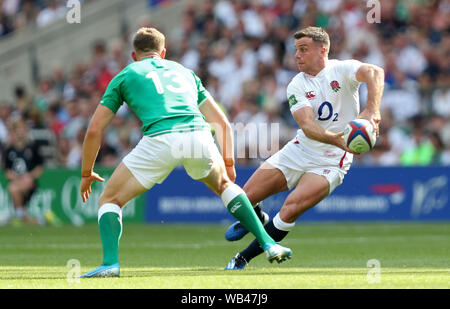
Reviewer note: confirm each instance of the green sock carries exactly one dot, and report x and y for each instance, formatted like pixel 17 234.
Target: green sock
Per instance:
pixel 110 227
pixel 240 207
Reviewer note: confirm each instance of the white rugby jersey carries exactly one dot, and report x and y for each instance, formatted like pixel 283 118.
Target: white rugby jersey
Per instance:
pixel 333 96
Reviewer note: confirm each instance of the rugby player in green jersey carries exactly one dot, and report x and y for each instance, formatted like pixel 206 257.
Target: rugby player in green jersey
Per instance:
pixel 177 114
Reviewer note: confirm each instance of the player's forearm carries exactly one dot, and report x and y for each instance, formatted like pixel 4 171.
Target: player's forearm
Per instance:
pixel 374 78
pixel 91 146
pixel 317 133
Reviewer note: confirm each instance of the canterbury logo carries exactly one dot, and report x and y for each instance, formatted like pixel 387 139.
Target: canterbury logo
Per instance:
pixel 310 94
pixel 235 207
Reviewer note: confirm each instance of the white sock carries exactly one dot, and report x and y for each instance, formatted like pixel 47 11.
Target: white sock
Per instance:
pixel 281 225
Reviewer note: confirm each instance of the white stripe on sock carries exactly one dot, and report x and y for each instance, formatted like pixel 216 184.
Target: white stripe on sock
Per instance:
pixel 109 207
pixel 281 225
pixel 230 193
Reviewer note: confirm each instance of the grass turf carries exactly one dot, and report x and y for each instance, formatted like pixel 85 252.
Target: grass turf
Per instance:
pixel 410 255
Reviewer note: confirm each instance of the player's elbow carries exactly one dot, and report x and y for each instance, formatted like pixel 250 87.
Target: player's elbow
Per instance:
pixel 94 132
pixel 376 73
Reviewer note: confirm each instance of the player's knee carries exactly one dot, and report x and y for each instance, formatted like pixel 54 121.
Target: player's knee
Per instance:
pixel 104 199
pixel 251 193
pixel 292 209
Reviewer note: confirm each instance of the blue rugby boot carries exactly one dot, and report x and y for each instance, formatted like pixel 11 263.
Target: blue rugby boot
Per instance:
pixel 237 231
pixel 236 263
pixel 104 272
pixel 275 252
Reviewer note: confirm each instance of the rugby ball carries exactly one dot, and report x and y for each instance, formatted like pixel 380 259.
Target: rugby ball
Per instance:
pixel 359 135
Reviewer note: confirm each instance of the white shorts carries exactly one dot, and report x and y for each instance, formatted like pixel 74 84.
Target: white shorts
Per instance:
pixel 154 158
pixel 294 161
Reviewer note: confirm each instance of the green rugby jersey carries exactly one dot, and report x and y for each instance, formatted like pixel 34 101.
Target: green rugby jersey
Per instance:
pixel 163 94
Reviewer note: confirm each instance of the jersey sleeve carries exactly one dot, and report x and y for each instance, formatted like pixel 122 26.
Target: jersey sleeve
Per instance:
pixel 349 68
pixel 296 97
pixel 202 93
pixel 113 98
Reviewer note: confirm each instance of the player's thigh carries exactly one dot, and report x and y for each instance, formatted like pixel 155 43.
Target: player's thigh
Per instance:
pixel 121 187
pixel 205 163
pixel 310 190
pixel 266 181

------------------------------

> _Task item_
Using the material above, filter for lines holding "boot" and copy each one.

> _Response to this task_
Reviewer note: confirm each instance of the blue rugby boot carries exactly one dot, and report x and y for each instance, formatted like pixel 11 263.
Target: blue rugby boot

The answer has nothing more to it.